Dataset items
+===+
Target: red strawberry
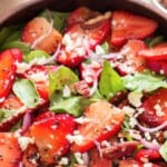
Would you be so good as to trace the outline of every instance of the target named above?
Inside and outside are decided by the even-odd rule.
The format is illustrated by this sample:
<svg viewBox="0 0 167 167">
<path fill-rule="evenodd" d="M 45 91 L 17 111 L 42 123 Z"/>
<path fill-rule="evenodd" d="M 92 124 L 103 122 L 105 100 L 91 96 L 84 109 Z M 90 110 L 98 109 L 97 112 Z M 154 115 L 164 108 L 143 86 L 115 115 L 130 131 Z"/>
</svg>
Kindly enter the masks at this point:
<svg viewBox="0 0 167 167">
<path fill-rule="evenodd" d="M 118 52 L 114 63 L 121 75 L 143 71 L 146 69 L 145 59 L 138 56 L 138 51 L 146 48 L 141 40 L 129 40 Z M 116 61 L 116 62 L 115 62 Z"/>
<path fill-rule="evenodd" d="M 150 126 L 159 126 L 167 121 L 167 89 L 157 90 L 144 104 L 144 112 L 139 119 Z"/>
<path fill-rule="evenodd" d="M 157 29 L 158 23 L 143 16 L 127 11 L 115 11 L 112 14 L 111 45 L 122 46 L 129 39 L 144 39 Z"/>
<path fill-rule="evenodd" d="M 61 35 L 51 27 L 45 18 L 30 20 L 22 32 L 22 41 L 30 43 L 35 49 L 53 53 L 58 43 L 61 42 Z"/>
<path fill-rule="evenodd" d="M 95 148 L 90 151 L 89 167 L 112 167 L 110 159 L 101 157 L 98 149 Z"/>
<path fill-rule="evenodd" d="M 145 165 L 146 165 L 145 163 L 140 163 L 135 159 L 126 159 L 126 160 L 120 160 L 119 167 L 144 167 Z M 153 163 L 149 163 L 149 165 L 151 167 L 161 167 Z"/>
<path fill-rule="evenodd" d="M 138 55 L 148 60 L 167 60 L 167 42 L 143 49 Z"/>
<path fill-rule="evenodd" d="M 161 155 L 157 149 L 140 149 L 135 155 L 135 158 L 139 161 L 158 160 L 161 159 Z"/>
<path fill-rule="evenodd" d="M 0 102 L 9 95 L 16 77 L 16 62 L 22 59 L 19 49 L 9 49 L 0 53 Z"/>
<path fill-rule="evenodd" d="M 88 121 L 80 124 L 77 128 L 82 139 L 73 143 L 71 146 L 72 151 L 87 151 L 96 143 L 115 136 L 120 130 L 124 112 L 111 107 L 109 102 L 101 100 L 91 104 L 85 110 L 84 118 Z"/>
<path fill-rule="evenodd" d="M 0 166 L 18 167 L 22 153 L 12 132 L 0 132 Z"/>
<path fill-rule="evenodd" d="M 69 141 L 66 136 L 72 134 L 76 124 L 72 116 L 48 115 L 48 112 L 39 116 L 30 126 L 29 136 L 35 138 L 40 160 L 52 164 L 68 151 Z"/>
<path fill-rule="evenodd" d="M 138 56 L 146 59 L 147 67 L 158 73 L 167 76 L 167 43 L 160 43 L 154 48 L 141 49 Z"/>
<path fill-rule="evenodd" d="M 62 40 L 61 53 L 57 58 L 58 62 L 69 67 L 80 65 L 90 50 L 104 42 L 109 32 L 109 19 L 90 28 L 82 27 L 80 23 L 69 26 Z"/>
</svg>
+===+
• AIM OF THE TASK:
Reproduce the listing above, starting at its first line and stopping after the line that contains "150 126 L 159", and add -87 to every number in the answer markup (the viewBox values and the path coordinates), leaving the format sample unchanged. Leave the pictures out of your reply.

• CORRECT RESULT:
Target: red strawberry
Would you be so good as to trace the outline of every instance of the target named above?
Inside and outside are decided by the even-odd rule.
The format is illustrated by this sample:
<svg viewBox="0 0 167 167">
<path fill-rule="evenodd" d="M 45 91 L 17 111 L 42 123 Z"/>
<path fill-rule="evenodd" d="M 92 124 L 103 122 L 105 100 L 91 96 L 84 109 Z M 90 110 L 98 109 L 97 112 Z M 154 115 L 164 108 L 143 86 L 115 115 L 130 131 Z"/>
</svg>
Kindly enter the masks at this point:
<svg viewBox="-87 -87 80 80">
<path fill-rule="evenodd" d="M 31 -35 L 27 -24 L 34 -12 L 56 -16 L 59 -18 L 58 -28 L 51 -31 L 51 -36 L 59 -39 L 54 -47 L 42 -47 Z M 29 -26 L 29 -25 L 28 -25 Z"/>
<path fill-rule="evenodd" d="M 63 39 L 72 39 L 80 34 L 80 2 L 70 3 L 57 17 L 57 25 L 52 32 Z"/>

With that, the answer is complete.